ZAMBIAN MUSICIANS OUGHT TO BE DEFENDERS OF THE SUFFURING MASSES AND NOT DAIPERS FOR POLITICIANS
By Maiko Zulu
So it seems the artificial ‘support to artistes’ has finally run its usual race and artistes are once again realizing that politicians and governments will only need them at their convenience and particularly when they want the artistes to support their campaigns.
From the time the gassing of innocent citizens (by the way we still need answers to this) and through the lockdown measures of the COVID-19 pandemic, most musicians have had no performing jobs and as far as I can see, there has been no deliberate relief measures either by government or by any opposition party to support musicians and other performers. The many organisations that use artistes for their various campaigns have equally abandoned the artistes during their time of critical need. Even the National Arts Council seems nowhere in the picture apart from drawing salaries and incentives for themselves. A number of artistes are hungry today and because of their celebrity status, even their own friends and family think it’s a joke when these artistes ask for financial help. In other societies, issues of depression among artistes would be interrogated. Even money that ZNBC owes musicians for royalties through ZAMCOPS is nowhere in sight. And this is close to K2m if not more.

■ DATASET RECORDS ■
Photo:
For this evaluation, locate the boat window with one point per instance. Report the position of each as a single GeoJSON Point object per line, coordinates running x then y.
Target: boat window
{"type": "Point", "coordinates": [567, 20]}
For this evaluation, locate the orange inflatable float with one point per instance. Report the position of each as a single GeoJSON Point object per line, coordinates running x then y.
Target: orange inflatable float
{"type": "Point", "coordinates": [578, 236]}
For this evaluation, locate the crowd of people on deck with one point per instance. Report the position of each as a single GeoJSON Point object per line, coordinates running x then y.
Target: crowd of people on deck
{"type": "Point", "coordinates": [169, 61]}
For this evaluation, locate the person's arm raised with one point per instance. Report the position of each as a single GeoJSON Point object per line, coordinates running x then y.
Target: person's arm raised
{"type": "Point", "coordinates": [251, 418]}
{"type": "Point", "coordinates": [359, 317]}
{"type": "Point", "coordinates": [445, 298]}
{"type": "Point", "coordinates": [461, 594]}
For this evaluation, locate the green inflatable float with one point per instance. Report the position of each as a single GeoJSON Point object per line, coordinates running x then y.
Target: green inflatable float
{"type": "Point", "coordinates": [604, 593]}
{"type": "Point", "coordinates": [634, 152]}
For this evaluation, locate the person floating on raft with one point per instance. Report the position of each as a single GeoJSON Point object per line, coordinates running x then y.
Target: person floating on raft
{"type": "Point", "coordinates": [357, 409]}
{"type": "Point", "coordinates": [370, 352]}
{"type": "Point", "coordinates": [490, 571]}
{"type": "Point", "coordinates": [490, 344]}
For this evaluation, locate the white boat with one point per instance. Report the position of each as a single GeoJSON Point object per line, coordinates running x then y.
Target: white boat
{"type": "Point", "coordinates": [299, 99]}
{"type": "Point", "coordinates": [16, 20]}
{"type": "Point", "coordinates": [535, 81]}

■ TASKS ■
1. Reproduce the part of the article about Zambian musicians from "ZAMBIAN MUSICIANS OUGHT" up to and including "support their campaigns.".
2. Write the next part of the article about Zambian musicians and politicians, continuing after its last sentence.
This material comes from a separate source.

■ RESPONSES BY ITEM NUMBER ■
1.
ZAMBIAN MUSICIANS OUGHT TO BE DEFENDERS OF THE SUFFURING MASSES AND NOT DAIPERS FOR POLITICIANS
By Maiko Zulu
So it seems the artificial ‘support to artistes’ has finally run its usual race and artistes are once again realizing that politicians and governments will only need them at their convenience and particularly when they want the artistes to support their campaigns.

2.
For artistes, this should be a point of realisation that no matter how much you help them, politicians have no place for you when it matters most except for a few who double between being artistes and being professional praise singers. Without campaigns or by elections, you are on your own as before.
Now is the time for artistes to advocate for good governance, accountability and integrity among policy makers because this is the only way artistes are going to sit on the same table and enjoy the national cake to which they contribute in baking. Now is the time for artistes inspire and educate the citizenry and to sing the song of the silent majority who sacrifice their dignity in facing this artificial poverty.
As we approach another general election, Artistes should not be daipers for politicians but rather be sources of vital advice and provide solutions for those in positions of authority. Artistes ought to be relevant in the quest for justice for all by inciting their followers to elect responsible leaders and to to be the nation’s watchdogs.